↓

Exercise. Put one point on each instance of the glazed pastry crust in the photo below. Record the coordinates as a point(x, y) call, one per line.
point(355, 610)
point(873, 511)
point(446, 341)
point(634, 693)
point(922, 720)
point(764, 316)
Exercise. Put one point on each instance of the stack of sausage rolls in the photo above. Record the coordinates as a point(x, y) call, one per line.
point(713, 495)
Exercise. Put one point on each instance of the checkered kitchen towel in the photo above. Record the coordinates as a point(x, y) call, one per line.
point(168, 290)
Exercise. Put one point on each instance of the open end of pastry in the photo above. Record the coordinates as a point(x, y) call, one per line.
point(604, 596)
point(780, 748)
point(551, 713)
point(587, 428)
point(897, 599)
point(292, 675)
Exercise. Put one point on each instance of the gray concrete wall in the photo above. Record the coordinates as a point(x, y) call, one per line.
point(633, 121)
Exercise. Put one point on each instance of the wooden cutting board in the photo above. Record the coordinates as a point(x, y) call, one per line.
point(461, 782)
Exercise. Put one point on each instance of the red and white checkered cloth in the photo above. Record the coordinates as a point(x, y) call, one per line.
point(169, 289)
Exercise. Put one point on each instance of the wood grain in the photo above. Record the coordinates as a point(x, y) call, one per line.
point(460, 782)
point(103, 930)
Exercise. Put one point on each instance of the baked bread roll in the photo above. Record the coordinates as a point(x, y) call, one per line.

↑

**What you will do**
Restate the data word for word.

**Written solution**
Exercise. Put one point on each instance of the glazed pastry crust in the photo below. Record the coordinates as a point(x, y) call, one per line.
point(355, 610)
point(873, 511)
point(446, 341)
point(634, 693)
point(922, 720)
point(764, 316)
Exercise. Put one point on each instance of the stack of sausage rolls in the photo above. Record the coordinates as a point(x, y) call, one per line.
point(713, 495)
Exercise. Put one point on each instance of the checkered kitchen towel in the photo above. Record the coordinates as a point(x, y) call, one per line.
point(168, 290)
Exercise. Put one point on each instance of the open end of pastry in the photo above. Record the coordinates as a point(x, y) call, one per line.
point(604, 596)
point(780, 748)
point(551, 713)
point(587, 428)
point(897, 599)
point(292, 675)
Exercise. Put one point on each instance of the gray concrete wall in the photo above. Record the coordinates as a point(x, y) call, one per line.
point(633, 121)
Exercise. Put one point on each instance of the wooden cutting board in the photo above. Record the coordinates as a point(x, y) call, one per line.
point(461, 782)
Exercise. Put one point on each instance of the red and white checkered cloth in the photo above. Record the coordinates as a point(x, y) call, one per line.
point(169, 289)
Exercise. Put one point on each instance of the wood grain in the photo above. Record the coordinates as a point(x, y) call, one per line.
point(460, 782)
point(103, 930)
Exercise. Put one point on each instance of the baked bread roll in the photo above. Record the coordinates as a point(x, y) call, one per line.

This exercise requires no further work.